Nous avons lu ce livre en janvier 2003, à
l'occasion d'une exposition sur Zola à la BNF (toujours en
ligne virtuellement), et avions auparavant visité la maison
de Zola en juillet 1995, en lisant Les soirées de Médan.
Françoise Delphy
J'ai relu Au Bonheur des dames pour la troisième fois et
ça m'a toujours plu. Peut-être suis-je un peu lassée
parfois par l'accumulation, l'abondance dans les descriptions. On a parfois
l'impression d'être submergé, d'un trop plein d'objets de
couleurs, de textures, mais la lente mort du petit commerce est extrêmement
bien rendue, ainsi que l'obstination stupide et désespérée
des propriétaires. C'est Goliath qui triomphe de David. On ne croit
pas vraiment au thème de Cendrillon bien que le mythe nous fasse
toujours rêver comme dans le film Pretty Woman.
Martine
J'ai relu Au Bonheur des Dames ; j'en avais chassé de ma
mémoire les esclavagistes conditions de travail de l'époque,
que Zola, en bon journaliste - mais pas seulement ! - souligne au passage
: les nuits sur son lieu de travail, sous les rayons pour les hommes,
dans les confettis de bonne sous les combles pour les "jeunes filles",
les salaires de misère au pourcentage, les humiliations, intrigues,
et quasi "droit de cuissage" de patrons si bassement paternalistes.
Les Français, parmi autres Occidentaux, peuvent mesurer le chemin
parcouru et les autres se sentir l'envie de réviser "J'accuse"
à l'aune des injustices sociales du capitalisme au service des
premiers.
J'en avais aussi oublié le côté "eau de rose"
de la fin, ce pôvre richissime que l'amour rend à ce point
"esclave" à son tour, qu'il n'a finalement d'autre choix
que d'épouser une provinciale sans dot, en lieu et place des beaux
partis foisonnants alentour. Le triomphe dans les toutes dernières
pages de ladite provinciale si moralement valeureuse, droite et exemplaire,
a aujourd'hui un indéniable côté "cucul".

• [Extrait des données]:
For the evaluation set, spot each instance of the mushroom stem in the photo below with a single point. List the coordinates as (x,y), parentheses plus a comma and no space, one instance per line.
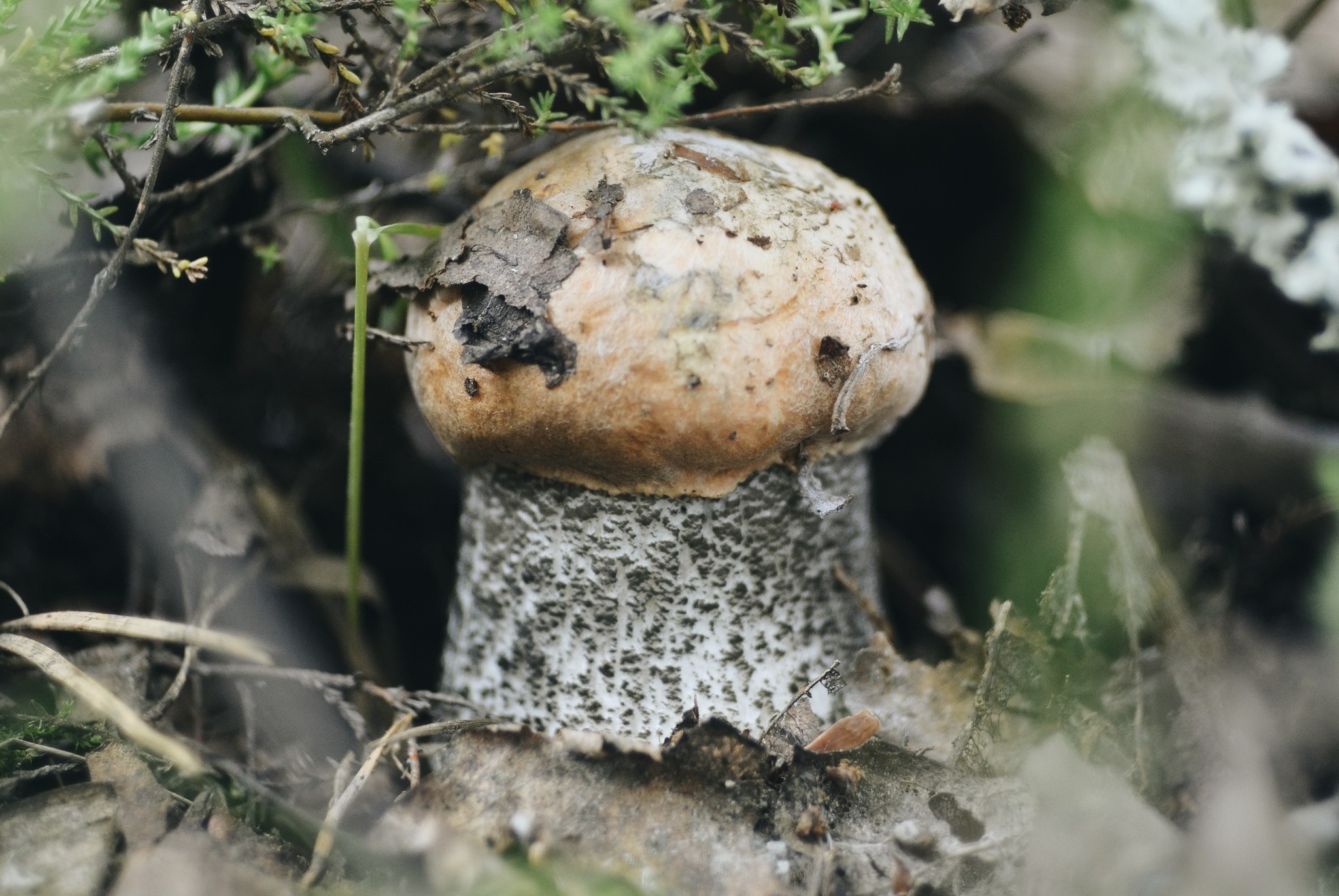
(579,608)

• [Consignes]:
(a) Relevez tous les titres d'œuvres (livres, film ou texte) cités dans les avis de lecteurs.
(b) Recopiez le passage des avis de lecteurs compris entre « Nous avons lu » et « film Pretty Woman. », bornes incluses.
Les données forment un ensemble à part, distinct du texte.

• [Réponses finales]:
(a)
- Les soirées de Médan
- Au Bonheur des dames
- Pretty Woman
- J'accuse

(b)
Nous avons lu ce livre en janvier 2003, à
l'occasion d'une exposition sur Zola à la BNF (toujours en
ligne virtuellement), et avions auparavant visité la maison
de Zola en juillet 1995, en lisant Les soirées de Médan.
Françoise Delphy
J'ai relu Au Bonheur des dames pour la troisième fois et
ça m'a toujours plu. Peut-être suis-je un peu lassée
parfois par l'accumulation, l'abondance dans les descriptions. On a parfois
l'impression d'être submergé, d'un trop plein d'objets de
couleurs, de textures, mais la lente mort du petit commerce est extrêmement
bien rendue, ainsi que l'obstination stupide et désespérée
des propriétaires. C'est Goliath qui triomphe de David. On ne croit
pas vraiment au thème de Cendrillon bien que le mythe nous fasse
toujours rêver comme dans le film Pretty Woman.